Passage:
···
Or just your finger in this case.

Today for lunch, I went to Wendy’s.  I strolled up to the counter and, when the cashier took my order, I noticed something awesome.  The person running the register had to use their thumb to access the terminal.  This is sheer genius, I had to know more.

It was very basic in concept, you log in with your thumb print, so there is no question as to who is accessing the terminal or entering orders.  It also has a small privacy bonus.  In high school I worked for a small restaurant chain in Massachusetts that had a similar, albeit flawed, system. Every staff member had a card, which you would swipe to enter your orders or cash out a customer.  The issue was that anyone could use anyone else’s card.  It was hard to take care of, and if you lost or forgot your card, it was easier to borrow someone else’s than get a new one.  In other words, a server could ring up a couple burgers with my card, enter an incorrect order, and leave me with the responsibility of dealing with customer and managerial backlash.

Wendy’s system removes a lot of these issues.  First off, you cannot really borrow someone else’s thumb without them knowing.  This removes any question of who logged in when or entered an order.  Also, you cannot lose your thumb without knowing it (If you do, please consult a medical professional).   Finally, and best of all, the cost is only related to the scanner and software, along with any upkeep or maintenance. With limited exception, every employee you hire comes with their own login information.  This saves money, time, and leads to better privacy for their employees.
···
Supplied entries:
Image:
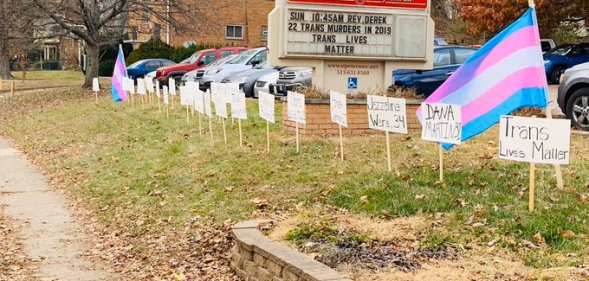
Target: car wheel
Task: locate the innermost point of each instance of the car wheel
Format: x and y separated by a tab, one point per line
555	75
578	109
···
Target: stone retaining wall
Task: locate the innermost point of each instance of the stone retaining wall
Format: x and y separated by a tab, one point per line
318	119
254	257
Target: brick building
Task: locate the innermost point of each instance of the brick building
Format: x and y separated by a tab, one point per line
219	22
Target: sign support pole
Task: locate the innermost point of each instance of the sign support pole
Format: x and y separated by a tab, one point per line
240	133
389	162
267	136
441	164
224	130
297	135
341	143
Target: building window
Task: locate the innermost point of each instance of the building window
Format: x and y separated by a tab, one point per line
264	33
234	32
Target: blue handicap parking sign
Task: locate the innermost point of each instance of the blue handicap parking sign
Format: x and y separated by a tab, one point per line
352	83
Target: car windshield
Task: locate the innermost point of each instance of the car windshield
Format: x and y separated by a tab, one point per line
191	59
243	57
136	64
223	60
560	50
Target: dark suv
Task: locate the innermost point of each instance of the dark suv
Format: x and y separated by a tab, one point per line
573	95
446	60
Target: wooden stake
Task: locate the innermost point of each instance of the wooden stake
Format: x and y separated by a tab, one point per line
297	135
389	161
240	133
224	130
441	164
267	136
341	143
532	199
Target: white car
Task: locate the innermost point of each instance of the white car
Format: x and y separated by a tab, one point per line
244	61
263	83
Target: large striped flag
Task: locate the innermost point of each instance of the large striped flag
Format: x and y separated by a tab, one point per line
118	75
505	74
···
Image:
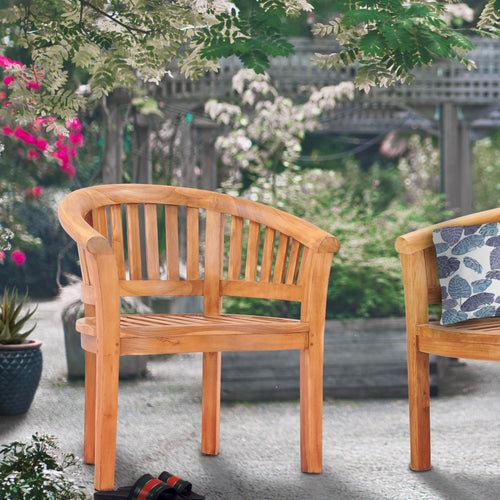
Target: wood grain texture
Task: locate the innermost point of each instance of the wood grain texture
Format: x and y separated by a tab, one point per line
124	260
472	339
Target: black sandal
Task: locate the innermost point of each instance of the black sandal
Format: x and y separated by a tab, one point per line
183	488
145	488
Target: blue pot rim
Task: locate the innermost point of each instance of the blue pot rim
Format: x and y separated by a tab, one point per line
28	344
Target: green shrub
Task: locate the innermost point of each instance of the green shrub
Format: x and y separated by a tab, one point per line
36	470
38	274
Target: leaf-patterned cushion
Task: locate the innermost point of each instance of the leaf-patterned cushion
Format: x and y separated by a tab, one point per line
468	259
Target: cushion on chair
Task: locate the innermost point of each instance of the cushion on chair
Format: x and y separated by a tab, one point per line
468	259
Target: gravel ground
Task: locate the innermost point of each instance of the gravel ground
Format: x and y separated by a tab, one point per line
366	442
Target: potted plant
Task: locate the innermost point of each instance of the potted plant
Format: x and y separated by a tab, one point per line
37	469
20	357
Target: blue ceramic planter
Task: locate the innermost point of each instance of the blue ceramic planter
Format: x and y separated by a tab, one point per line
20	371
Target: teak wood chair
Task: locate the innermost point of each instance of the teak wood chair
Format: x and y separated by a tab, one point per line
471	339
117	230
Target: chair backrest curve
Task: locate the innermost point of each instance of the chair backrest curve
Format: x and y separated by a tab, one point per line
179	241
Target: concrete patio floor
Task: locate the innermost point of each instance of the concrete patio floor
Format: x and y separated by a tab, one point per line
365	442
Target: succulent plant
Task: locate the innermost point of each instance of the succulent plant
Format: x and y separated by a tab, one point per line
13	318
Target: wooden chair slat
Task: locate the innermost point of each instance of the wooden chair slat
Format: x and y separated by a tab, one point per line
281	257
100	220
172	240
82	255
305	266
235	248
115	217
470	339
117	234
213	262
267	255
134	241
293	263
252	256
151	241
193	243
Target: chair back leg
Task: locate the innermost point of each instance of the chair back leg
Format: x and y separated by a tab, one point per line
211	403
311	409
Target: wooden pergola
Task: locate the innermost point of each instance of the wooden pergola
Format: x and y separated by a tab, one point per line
···
Parts of the exercise:
(1) In the post about Wendy's thumbprint registers, what did every staff member at the Massachusetts restaurant chain have for entering orders?
(2) Summarize the post about Wendy's thumbprint registers in two sentences.
(3) Write the next part of the post about Wendy's thumbprint registers, picking up after its final sentence.
These lines have nothing to do with the post about Wendy's thumbprint registers.

Solved tasks:
(1) Each staff member had a card that they swiped to enter orders or cash out a customer.

(2) At a Wendy's, the writer saw a cashier log into the register with a thumbprint, which leaves no question about who is using the terminal or entering orders. Unlike the swipe cards at a Massachusetts chain where the writer once worked, which anyone could borrow, a thumb can't be borrowed without its owner knowing, and the system costs only the scanner, the software, and any upkeep.

(3)
Of course, there are hacks to defeat biometric security. My favorite for fingerprints is the “gummy bear” hack. It is demonstrated by the Mythbusters™ in the following video using ballistic gel as well as latex as well as some other fingerprint defeating techniques.

While Wendy’s may not have the biggest implications for privacy, this could apply to anywhere.  Work at a pharmaceutical company and need to have secure two factor authentication?  Make one login a thumb print and the other a strong password.  The same applies to Research and Development at any company in any industry.  This kind of security measure allows you to keep information safe, whether that is a chicken sandwich with a diet coke, or the source code to your software.